Activity: Quote the passage of the Heberprot-P article between "The visible advances" and "the U.S. impossible.", inclusive.

Excerpt provided:

Berlanga: Political decision makers can save people from amputation

Seven years ago, one of the greatest findings of Cuban science was announced. At the laboratories of the Center for Genetic Engineering and Biotechnology (CIGB) in Havana, a formula was developed that has benefited more than 148,000 diabetes patients worldwide.

Heberprot-P is its name. It is a medication that provides a therapy of replacement, effective and unique, aimed at promoting healing in diabetic-foot ulcers and therefore to reduce the risk of amputation.

The visible advances in the application of this product to more than 28,000 Cuban diabetes patients has enabled its acceptance in countries like Venezuela, Argentina and Turkey and its expansion in Ecuador and Algeria. It is registered in 20-some countries and is expected to be registered in 20 others by 2015.

Heberprot-P has made its way in a worldwide context that demands the use of strategies to treat a disease that will affect 592 million people by 2035. The United States is one of the countries (behind China and India) with the largest number of people affected by diabetes mellitus and its complications.

That is why the interest in the Cuban experience has grown among doctors, academicians and researchers in the United States. But the complex political relations between the two countries make the use of this product in the U.S. impossible.

Nevertheless, this year, for the first time, Jorge Berlanga, the scientist who is considered to be the father of Heberprot-P was able to present the results of his findings in Washington and Los Angeles, a step that many consider hopeful.

Progreso Weekly wanted to know his impressions about that experience and about the upcoming international conference on diabetes control that will be held in Cuba next December.

Lisandra Díaz Padrón: Please give us a brief history of Heberprot-P.

Jorge Berlanga
Jorge Berlanga

Jorge Berlanga: In 1984, before the CIGB was inaugurated, the man who cloned and expressed the protein-coding genes for the Epidermal Growth Factor (EGF) was the CIGB’s current director, Luis Herrera. By 1987, Cuba had purified EGF as a mature protein. We were the second country to do so, after the United States. The first line to be developed was topical formulation. Treating a wound, we instinctively apply medication on it, whereas the mechanism of wound healing goes from below the wound to the surface.

In 1991, we began to work on aspects of the pharmacology related to the EGF. In 1994, we started a parallel line of research where we injected the EGF. To be honest, I was never completely satisfied with the results of its topical application. The experiments told us that that was not the adequate way to apply it and that led us to develop the theory that by injecting EGF on the edges and bottom of the ulcer we could rescue and regenerate the tissues.

Referring expression data:
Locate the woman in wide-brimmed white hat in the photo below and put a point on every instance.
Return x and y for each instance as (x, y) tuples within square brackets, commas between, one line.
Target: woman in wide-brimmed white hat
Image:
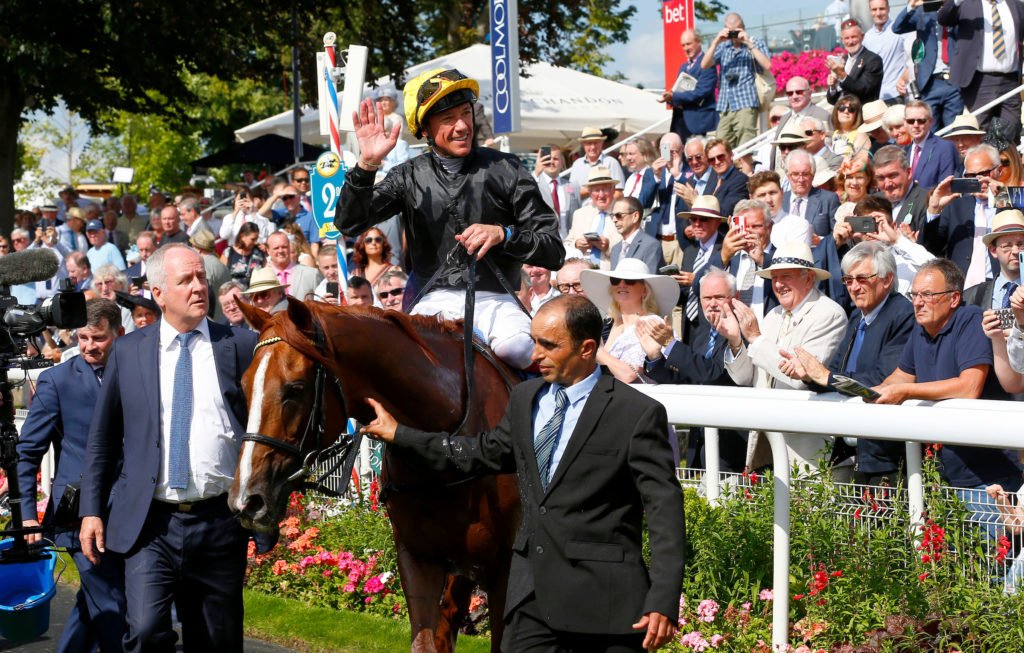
[(627, 295)]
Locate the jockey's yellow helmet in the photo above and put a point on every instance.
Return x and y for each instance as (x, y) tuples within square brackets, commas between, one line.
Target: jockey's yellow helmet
[(435, 91)]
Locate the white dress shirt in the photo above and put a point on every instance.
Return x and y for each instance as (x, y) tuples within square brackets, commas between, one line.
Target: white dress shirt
[(213, 450)]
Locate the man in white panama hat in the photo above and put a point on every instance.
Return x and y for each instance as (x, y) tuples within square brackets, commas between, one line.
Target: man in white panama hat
[(804, 317)]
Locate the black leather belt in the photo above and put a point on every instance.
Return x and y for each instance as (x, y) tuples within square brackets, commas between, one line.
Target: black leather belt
[(203, 505)]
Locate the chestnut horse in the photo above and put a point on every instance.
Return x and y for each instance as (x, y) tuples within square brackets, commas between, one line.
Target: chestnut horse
[(451, 531)]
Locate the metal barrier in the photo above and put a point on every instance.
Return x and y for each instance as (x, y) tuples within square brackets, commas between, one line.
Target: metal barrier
[(975, 423)]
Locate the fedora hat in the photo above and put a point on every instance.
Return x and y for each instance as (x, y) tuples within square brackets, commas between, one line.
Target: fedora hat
[(793, 255), (591, 133), (263, 279), (964, 125), (792, 135), (704, 207), (875, 114), (599, 175), (597, 283), (1004, 223), (203, 240)]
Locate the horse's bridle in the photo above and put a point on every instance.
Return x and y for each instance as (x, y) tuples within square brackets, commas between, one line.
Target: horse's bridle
[(315, 425)]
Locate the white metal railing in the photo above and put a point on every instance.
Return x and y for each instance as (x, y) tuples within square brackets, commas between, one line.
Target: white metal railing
[(975, 423)]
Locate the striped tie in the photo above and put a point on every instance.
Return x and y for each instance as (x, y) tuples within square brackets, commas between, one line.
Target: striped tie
[(693, 301), (998, 43), (547, 440)]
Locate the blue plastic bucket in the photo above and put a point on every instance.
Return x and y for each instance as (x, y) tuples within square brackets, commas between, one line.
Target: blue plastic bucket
[(26, 591)]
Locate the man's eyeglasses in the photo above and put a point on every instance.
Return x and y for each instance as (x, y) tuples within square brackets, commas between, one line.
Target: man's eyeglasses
[(927, 296), (860, 279), (980, 173)]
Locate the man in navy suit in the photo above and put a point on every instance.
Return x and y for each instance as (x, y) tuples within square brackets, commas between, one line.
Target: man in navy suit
[(727, 182), (60, 412), (869, 352), (986, 62), (693, 112), (932, 159), (954, 225), (814, 205), (930, 72), (700, 362), (173, 407)]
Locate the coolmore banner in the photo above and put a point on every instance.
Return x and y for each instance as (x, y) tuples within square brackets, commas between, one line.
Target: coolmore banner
[(505, 64)]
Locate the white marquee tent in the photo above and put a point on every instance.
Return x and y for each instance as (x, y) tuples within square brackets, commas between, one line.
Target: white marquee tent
[(557, 103)]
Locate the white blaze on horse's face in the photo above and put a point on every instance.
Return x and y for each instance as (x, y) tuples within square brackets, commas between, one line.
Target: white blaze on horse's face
[(255, 421)]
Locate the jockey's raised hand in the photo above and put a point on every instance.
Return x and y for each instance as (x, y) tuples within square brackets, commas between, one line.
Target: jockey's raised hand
[(375, 141)]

Response to the exercise:
The visible advances in the application of this product to more than 28,000 Cuban diabetes patients has enabled its acceptance in countries like Venezuela, Argentina and Turkey and its expansion in Ecuador and Algeria. It is registered in 20-some countries and is expected to be registered in 20 others by 2015.

Heberprot-P has made its way in a worldwide context that demands the use of strategies to treat a disease that will affect 592 million people by 2035. The United States is one of the countries (behind China and India) with the largest number of people affected by diabetes mellitus and its complications.

That is why the interest in the Cuban experience has grown among doctors, academicians and researchers in the United States. But the complex political relations between the two countries make the use of this product in the U.S. impossible.